**Set task A:** Update the Blondie strip commentary by writing out the part that begins with the words "So, confession: usually" and ends with "seems to confirm.", with "Snapchat" replaced by "Instagram".

**Source excerpt:**

== == ==

So, confession: usually when I make a joke about being an old person who doesn’t understand the apps the young people like, I joke about Yik Yak, which has a dumb name and also hasn’t exactly set the world on fire, but what really makes me panic is Snapchat, a wildly popular app/messaging service (?)/content consumption platform (???) that I honestly could not even begin to tell you how it works or what using it is like. Still, I’m one step ahead of the folks who make Blondie, since I was already pretty sure that it works only on phones, not computers, which a quick visit to their baffling and terrifying website seems to confirm.

Having said all that, I don’t want to neglect the powerful and chilling core message of this strip, which is: this generation is so enamored with the idea of information being ephemeral that they’ve lost touch with the visceral world of matter. Dagwood destroys. Dagwood consumes. What once was, Dagwood makes not. If you’re not terrified, you should be.

== == ==

**Set task B:** Rescale the listing from the line containing "Task: point out the toilet seat" through the line containing "[[409, 323]]", both included, and write out only those lines with the requests kept. Multiply every coordinate in the answers by 1.95, round each to a whole number with halves going up, and leave the requests and their format samples unchanged.

**Excerpted records:**

== == ==

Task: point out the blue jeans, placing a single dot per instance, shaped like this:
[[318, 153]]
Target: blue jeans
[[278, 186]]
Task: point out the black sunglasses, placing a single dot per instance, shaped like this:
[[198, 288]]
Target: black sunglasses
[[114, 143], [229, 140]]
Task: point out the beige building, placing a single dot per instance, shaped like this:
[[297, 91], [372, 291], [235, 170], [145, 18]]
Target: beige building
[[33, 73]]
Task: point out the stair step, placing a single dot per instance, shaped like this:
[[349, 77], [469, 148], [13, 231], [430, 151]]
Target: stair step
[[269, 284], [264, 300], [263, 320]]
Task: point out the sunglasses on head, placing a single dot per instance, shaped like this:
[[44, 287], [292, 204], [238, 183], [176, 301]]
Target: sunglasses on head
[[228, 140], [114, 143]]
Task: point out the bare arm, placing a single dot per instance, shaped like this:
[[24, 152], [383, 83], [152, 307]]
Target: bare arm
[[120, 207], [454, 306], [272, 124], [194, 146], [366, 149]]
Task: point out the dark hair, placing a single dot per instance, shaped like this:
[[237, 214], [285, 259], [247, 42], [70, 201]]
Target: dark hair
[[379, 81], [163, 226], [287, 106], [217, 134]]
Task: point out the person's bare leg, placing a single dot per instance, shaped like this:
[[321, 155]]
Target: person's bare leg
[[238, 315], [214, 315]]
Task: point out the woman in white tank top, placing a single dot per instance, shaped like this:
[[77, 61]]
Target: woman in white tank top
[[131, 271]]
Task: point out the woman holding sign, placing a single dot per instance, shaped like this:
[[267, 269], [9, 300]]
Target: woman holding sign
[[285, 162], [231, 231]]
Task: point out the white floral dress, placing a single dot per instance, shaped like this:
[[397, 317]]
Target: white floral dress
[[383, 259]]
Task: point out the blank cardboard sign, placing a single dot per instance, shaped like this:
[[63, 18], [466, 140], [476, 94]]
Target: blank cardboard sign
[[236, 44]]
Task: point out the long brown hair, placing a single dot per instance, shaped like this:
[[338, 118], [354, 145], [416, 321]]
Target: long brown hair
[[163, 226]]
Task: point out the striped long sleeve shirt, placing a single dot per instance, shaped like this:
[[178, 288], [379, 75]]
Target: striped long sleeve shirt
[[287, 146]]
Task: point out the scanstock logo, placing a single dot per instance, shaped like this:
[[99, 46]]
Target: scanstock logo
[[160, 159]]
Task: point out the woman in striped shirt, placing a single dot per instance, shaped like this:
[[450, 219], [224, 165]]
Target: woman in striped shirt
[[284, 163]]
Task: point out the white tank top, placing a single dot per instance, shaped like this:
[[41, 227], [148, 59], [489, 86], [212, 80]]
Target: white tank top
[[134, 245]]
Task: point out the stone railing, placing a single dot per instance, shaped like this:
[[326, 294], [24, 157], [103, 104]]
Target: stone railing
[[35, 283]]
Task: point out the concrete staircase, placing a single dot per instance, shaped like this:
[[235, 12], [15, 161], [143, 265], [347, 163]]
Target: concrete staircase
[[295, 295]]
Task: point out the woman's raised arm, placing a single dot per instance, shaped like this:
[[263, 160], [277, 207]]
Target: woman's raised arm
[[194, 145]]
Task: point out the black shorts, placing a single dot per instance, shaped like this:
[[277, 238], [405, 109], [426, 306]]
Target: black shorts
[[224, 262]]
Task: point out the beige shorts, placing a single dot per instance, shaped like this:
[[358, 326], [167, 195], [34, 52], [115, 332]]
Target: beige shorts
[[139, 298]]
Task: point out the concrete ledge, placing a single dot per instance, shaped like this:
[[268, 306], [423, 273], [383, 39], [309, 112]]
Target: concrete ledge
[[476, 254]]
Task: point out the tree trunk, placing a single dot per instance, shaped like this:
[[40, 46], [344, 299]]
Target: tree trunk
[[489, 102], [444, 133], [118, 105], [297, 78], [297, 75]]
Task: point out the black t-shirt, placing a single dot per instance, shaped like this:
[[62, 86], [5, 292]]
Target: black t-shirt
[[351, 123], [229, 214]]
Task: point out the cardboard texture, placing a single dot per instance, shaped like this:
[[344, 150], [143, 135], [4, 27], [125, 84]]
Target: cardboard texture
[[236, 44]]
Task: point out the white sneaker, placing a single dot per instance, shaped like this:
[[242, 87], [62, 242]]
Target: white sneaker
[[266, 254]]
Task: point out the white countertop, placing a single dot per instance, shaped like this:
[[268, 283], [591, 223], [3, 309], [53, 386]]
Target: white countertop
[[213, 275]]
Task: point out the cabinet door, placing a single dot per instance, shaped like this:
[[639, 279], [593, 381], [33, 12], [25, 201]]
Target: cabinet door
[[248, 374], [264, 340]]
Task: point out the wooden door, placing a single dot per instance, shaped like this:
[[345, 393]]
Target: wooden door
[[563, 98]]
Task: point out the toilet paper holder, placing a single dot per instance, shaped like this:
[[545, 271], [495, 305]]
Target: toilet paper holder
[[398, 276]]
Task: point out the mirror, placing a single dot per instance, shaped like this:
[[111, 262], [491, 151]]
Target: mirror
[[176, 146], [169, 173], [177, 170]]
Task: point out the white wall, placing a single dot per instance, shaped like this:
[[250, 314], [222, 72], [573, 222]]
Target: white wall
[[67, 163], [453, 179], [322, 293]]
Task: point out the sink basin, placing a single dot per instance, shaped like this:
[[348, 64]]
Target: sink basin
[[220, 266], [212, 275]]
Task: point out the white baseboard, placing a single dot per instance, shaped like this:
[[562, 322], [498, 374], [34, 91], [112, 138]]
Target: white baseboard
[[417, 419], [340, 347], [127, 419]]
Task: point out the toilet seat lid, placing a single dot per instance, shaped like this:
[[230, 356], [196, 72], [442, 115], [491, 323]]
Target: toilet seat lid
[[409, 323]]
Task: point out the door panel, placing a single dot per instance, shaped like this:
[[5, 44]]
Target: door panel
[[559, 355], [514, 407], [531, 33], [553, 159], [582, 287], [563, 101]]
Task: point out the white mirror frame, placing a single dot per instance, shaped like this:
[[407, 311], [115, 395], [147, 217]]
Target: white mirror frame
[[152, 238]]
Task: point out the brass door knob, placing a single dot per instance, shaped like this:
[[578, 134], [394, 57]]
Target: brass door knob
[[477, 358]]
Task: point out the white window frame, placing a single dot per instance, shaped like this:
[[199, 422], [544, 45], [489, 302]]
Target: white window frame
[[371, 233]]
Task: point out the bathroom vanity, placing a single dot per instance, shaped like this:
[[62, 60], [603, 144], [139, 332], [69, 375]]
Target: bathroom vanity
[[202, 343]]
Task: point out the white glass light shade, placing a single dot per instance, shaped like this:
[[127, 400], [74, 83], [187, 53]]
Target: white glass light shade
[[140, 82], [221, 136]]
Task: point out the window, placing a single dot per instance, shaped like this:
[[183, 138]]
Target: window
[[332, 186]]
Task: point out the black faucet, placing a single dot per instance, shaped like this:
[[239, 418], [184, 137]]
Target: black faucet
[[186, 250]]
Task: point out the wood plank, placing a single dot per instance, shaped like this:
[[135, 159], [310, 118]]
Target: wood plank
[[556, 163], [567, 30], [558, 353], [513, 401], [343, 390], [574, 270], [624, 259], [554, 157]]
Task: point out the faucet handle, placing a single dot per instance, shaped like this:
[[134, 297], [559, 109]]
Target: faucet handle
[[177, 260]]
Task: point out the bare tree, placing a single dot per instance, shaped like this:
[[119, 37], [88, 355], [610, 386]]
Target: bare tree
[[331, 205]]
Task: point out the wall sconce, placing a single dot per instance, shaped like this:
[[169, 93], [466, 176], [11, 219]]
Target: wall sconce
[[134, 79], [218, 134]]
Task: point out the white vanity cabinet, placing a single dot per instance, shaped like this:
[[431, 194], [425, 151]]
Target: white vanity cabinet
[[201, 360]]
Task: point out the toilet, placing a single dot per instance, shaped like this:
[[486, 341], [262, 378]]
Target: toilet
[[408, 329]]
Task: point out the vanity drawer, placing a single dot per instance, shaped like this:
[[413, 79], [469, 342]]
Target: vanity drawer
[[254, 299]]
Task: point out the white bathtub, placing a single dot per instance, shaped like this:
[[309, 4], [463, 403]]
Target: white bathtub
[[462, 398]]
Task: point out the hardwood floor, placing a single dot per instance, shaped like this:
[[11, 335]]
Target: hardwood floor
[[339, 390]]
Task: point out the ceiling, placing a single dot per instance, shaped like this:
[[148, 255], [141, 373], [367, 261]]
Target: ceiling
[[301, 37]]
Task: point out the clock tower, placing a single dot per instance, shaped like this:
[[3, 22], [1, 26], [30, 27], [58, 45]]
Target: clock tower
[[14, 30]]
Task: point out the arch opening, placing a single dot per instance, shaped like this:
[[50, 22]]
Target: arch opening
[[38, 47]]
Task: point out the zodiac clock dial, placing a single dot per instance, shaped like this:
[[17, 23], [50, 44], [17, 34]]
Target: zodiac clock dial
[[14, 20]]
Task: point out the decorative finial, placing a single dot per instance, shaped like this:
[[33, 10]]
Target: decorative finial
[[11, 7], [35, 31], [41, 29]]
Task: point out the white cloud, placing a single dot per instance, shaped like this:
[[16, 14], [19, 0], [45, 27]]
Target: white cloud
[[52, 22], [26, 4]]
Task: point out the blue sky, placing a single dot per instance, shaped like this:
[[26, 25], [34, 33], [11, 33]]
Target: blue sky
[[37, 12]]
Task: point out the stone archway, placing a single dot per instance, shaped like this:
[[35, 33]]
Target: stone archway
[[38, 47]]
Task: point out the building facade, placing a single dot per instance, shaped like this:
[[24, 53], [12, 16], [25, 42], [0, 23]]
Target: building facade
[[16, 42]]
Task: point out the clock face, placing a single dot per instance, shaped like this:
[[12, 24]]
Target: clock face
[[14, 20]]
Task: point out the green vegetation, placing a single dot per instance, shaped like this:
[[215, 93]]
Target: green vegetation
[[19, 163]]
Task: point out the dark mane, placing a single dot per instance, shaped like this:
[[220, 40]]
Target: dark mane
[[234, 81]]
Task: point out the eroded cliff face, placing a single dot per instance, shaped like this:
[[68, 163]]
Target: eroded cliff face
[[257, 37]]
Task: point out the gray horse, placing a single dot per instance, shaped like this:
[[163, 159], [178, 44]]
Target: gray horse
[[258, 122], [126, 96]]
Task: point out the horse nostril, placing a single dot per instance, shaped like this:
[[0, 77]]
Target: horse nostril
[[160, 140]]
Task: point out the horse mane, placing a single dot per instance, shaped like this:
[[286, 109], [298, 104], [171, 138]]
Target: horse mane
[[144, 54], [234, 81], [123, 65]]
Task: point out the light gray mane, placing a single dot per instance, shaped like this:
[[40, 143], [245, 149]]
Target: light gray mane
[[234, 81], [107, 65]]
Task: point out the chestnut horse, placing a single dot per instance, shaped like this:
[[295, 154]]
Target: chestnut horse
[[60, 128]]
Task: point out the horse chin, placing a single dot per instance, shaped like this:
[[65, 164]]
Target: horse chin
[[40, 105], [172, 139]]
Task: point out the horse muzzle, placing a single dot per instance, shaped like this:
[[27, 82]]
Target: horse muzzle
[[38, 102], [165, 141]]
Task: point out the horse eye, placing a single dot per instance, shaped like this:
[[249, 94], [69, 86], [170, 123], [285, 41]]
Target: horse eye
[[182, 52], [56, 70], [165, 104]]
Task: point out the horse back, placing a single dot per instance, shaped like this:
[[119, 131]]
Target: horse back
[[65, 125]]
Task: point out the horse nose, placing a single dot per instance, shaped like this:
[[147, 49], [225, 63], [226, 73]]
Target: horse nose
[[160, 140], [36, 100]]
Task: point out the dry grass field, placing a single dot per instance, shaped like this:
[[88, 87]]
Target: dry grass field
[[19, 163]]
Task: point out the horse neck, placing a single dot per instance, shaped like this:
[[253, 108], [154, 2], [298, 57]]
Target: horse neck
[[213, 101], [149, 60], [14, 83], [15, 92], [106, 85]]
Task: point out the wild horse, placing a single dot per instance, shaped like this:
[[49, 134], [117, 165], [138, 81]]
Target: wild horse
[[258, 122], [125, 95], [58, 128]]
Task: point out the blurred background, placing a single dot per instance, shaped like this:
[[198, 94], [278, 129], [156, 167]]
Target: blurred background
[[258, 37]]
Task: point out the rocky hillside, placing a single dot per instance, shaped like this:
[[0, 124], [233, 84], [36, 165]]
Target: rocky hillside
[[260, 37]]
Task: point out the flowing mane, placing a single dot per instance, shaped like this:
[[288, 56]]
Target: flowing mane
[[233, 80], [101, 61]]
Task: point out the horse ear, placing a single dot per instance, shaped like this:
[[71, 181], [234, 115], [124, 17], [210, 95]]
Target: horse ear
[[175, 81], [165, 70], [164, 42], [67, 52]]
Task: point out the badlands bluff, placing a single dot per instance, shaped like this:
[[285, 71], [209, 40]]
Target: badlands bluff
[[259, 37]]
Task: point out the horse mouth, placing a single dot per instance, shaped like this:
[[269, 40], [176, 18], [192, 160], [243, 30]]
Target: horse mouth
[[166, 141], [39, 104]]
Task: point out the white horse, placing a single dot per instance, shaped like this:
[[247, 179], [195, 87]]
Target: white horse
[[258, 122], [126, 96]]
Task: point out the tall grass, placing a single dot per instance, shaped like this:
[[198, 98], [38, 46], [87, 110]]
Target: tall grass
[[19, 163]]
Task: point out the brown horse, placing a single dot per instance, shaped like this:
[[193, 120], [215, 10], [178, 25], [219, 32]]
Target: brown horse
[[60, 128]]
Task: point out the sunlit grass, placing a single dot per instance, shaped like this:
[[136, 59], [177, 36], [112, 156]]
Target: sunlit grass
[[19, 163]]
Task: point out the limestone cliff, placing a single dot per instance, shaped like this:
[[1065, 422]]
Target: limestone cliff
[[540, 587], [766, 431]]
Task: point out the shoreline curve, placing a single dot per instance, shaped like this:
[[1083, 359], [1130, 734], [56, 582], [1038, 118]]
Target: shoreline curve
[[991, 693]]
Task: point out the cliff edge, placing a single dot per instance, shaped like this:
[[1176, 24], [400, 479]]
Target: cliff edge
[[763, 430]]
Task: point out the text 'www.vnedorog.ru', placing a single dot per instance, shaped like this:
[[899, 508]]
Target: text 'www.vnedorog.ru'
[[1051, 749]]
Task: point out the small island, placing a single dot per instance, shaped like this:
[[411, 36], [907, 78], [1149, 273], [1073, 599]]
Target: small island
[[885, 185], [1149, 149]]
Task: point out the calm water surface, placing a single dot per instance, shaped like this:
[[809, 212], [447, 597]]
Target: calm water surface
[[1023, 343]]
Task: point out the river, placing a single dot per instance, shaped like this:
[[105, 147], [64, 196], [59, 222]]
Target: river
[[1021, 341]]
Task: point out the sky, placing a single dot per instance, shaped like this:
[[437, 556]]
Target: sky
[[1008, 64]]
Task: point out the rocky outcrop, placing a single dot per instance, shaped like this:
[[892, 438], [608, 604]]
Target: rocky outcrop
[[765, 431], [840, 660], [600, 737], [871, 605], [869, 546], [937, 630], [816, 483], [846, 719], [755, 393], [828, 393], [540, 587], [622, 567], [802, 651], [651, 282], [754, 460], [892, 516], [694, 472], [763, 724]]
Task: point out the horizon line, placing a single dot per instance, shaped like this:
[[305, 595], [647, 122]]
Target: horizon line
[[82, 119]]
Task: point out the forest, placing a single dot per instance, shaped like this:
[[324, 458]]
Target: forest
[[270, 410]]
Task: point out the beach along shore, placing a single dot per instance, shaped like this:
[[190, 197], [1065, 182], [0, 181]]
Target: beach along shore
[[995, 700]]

== == ==

**Right answer A:**
So, confession: usually when I make a joke about being an old person who doesn’t understand the apps the young people like, I joke about Yik Yak, which has a dumb name and also hasn’t exactly set the world on fire, but what really makes me panic is Instagram, a wildly popular app/messaging service (?)/content consumption platform (???) that I honestly could not even begin to tell you how it works or what using it is like. Still, I’m one step ahead of the folks who make Blondie, since I was already pretty sure that it works only on phones, not computers, which a quick visit to their baffling and terrifying website seems to confirm.

**Right answer B:**
Task: point out the toilet seat lid, placing a single dot per instance, shaped like this:
[[230, 356], [196, 72], [442, 115], [491, 323]]
Target: toilet seat lid
[[798, 630]]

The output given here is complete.